— Work item —
Only lines holding the word "Target" are wanted from the records; copy all of them.

— Available data —

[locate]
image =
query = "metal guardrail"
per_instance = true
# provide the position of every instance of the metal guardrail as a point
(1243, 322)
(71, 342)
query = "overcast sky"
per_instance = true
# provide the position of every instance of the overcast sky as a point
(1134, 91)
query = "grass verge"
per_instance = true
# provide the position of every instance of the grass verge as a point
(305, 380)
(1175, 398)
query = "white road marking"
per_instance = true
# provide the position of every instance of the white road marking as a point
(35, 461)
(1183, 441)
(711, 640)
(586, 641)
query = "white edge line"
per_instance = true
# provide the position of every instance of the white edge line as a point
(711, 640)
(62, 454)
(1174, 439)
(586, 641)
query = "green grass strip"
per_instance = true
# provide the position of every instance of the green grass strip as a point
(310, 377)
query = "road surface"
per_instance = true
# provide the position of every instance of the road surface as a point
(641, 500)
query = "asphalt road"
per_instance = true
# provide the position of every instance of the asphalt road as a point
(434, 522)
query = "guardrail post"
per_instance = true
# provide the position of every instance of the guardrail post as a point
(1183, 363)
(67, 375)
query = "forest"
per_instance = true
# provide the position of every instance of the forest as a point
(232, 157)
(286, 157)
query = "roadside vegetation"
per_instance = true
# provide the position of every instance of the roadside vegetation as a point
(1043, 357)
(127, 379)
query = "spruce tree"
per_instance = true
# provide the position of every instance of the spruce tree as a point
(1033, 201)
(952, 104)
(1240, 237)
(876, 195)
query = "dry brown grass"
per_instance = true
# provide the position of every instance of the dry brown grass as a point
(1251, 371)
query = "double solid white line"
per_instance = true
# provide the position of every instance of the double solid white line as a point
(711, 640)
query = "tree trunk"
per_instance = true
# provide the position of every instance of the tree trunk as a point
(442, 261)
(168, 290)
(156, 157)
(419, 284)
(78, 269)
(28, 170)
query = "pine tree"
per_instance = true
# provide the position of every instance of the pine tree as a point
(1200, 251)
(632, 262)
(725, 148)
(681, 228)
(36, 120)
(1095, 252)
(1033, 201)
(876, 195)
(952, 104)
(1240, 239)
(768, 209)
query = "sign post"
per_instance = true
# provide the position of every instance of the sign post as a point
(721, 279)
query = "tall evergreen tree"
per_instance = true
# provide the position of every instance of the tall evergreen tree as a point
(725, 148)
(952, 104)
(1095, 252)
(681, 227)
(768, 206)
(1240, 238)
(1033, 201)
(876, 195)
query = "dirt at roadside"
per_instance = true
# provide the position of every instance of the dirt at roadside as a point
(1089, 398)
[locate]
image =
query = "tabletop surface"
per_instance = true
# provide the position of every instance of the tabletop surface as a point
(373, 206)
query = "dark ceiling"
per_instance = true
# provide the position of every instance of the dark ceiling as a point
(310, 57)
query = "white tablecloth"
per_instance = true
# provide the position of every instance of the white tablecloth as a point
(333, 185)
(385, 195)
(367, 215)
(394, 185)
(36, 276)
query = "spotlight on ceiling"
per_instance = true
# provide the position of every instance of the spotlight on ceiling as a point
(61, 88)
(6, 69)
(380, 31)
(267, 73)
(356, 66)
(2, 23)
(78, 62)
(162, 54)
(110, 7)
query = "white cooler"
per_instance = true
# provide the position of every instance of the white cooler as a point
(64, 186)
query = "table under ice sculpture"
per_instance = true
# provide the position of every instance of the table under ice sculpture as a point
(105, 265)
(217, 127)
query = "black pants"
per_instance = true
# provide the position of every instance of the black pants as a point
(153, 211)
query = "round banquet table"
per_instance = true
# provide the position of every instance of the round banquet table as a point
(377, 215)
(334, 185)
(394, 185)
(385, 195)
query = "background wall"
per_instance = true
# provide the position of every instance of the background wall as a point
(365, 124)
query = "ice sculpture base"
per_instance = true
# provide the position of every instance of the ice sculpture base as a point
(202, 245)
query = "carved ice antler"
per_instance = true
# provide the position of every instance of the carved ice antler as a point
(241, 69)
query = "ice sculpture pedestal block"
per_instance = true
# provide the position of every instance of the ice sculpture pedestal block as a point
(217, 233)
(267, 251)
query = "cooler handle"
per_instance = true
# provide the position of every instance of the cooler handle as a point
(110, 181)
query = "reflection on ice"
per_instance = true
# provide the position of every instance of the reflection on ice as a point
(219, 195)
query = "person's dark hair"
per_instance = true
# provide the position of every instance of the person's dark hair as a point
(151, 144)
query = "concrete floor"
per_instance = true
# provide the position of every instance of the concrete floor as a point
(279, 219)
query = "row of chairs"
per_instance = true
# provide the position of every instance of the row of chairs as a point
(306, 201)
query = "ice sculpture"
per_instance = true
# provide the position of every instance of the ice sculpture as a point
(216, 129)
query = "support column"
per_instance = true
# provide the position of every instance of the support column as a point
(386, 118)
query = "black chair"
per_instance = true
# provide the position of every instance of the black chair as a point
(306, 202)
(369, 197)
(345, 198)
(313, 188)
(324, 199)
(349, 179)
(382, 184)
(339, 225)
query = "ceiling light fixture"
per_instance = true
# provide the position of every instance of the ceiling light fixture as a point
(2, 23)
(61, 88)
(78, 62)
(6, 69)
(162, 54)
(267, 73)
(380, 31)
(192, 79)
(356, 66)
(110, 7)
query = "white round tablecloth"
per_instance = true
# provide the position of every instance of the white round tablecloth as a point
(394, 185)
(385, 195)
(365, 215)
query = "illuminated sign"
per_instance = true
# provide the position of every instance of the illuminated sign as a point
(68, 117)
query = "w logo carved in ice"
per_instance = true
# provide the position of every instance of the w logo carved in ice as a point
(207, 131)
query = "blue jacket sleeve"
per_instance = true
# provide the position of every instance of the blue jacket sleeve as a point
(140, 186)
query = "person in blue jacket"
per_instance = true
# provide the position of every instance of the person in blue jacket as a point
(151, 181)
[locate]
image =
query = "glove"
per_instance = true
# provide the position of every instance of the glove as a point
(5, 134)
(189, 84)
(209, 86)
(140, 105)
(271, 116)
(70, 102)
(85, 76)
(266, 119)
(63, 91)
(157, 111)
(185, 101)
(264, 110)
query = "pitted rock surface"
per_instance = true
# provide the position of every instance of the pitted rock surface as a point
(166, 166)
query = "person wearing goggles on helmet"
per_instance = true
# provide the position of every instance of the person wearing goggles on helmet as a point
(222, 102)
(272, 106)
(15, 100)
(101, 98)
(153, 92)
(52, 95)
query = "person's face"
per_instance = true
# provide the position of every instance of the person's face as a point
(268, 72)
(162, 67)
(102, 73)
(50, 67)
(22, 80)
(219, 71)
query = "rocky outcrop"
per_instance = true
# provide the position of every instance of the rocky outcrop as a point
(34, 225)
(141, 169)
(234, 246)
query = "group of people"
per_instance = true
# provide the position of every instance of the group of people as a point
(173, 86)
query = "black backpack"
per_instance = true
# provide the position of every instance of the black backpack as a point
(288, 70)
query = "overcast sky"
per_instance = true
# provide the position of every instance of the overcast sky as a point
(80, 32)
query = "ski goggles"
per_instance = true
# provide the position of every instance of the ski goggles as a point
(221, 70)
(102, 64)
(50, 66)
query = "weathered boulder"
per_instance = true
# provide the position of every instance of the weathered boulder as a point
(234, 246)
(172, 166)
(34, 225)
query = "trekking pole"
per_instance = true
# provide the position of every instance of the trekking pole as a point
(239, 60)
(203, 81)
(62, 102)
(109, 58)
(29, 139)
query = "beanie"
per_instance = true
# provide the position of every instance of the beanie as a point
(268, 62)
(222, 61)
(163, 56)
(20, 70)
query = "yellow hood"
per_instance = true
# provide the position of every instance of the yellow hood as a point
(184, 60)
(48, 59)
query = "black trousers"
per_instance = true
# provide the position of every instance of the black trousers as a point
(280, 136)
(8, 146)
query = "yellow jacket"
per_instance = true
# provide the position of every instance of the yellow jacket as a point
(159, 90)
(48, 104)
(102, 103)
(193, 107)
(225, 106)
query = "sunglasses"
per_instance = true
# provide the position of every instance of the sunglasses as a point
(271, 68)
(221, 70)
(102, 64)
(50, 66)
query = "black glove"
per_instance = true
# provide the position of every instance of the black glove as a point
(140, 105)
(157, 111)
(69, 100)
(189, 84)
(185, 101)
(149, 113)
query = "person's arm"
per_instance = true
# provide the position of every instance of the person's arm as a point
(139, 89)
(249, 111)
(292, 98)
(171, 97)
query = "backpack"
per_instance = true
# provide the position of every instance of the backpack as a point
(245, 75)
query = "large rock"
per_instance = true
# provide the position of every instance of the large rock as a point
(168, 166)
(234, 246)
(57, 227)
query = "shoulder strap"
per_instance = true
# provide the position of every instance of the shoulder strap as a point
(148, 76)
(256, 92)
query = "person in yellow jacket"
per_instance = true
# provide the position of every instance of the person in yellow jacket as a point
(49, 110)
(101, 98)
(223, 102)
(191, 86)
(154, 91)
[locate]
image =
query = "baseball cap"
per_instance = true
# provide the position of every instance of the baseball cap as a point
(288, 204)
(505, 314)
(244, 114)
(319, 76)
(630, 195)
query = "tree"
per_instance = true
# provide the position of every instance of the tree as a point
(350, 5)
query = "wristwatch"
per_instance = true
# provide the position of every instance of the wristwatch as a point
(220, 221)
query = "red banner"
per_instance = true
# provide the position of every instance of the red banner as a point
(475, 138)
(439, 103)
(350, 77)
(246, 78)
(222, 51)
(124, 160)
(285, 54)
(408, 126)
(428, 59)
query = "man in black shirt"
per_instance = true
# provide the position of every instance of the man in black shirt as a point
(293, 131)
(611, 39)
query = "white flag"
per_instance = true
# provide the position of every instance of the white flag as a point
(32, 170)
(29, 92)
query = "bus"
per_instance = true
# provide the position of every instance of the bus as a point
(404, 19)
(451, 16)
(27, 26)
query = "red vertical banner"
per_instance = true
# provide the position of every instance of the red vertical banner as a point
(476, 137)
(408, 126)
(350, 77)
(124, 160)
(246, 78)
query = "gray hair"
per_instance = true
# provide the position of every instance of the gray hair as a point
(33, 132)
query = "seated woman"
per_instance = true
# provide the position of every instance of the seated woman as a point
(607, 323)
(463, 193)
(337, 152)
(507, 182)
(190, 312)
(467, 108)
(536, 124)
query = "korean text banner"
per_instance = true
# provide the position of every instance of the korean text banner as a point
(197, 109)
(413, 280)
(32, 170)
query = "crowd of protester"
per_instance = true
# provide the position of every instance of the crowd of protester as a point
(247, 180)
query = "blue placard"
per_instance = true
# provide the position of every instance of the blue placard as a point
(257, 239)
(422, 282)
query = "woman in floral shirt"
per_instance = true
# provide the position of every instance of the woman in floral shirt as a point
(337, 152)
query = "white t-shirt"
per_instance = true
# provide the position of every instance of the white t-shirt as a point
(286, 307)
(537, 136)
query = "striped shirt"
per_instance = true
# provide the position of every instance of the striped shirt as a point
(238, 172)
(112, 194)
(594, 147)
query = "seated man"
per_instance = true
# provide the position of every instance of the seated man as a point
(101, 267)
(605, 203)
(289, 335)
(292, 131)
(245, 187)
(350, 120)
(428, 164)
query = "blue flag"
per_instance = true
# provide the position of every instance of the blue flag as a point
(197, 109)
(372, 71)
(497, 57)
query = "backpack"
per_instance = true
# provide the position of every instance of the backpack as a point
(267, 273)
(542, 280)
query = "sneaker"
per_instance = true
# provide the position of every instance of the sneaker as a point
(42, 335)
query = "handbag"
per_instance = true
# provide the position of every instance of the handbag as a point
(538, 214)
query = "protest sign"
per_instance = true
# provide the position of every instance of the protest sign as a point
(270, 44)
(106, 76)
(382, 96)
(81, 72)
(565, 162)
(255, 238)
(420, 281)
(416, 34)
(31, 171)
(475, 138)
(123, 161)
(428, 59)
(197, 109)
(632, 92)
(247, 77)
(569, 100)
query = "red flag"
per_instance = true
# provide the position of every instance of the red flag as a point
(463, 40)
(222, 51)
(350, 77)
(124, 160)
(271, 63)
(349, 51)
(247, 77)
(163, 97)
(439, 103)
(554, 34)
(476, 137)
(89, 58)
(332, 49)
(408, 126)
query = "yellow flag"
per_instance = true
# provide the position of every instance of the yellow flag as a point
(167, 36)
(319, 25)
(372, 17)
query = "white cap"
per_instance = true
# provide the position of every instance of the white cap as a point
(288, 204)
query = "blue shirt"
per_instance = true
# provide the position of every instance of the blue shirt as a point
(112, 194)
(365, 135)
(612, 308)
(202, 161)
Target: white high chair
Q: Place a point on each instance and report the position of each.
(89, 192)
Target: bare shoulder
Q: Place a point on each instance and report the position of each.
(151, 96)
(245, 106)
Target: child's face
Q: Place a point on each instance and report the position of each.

— Problem solution —
Target: white high chair
Target: bare shoulder
Target: child's face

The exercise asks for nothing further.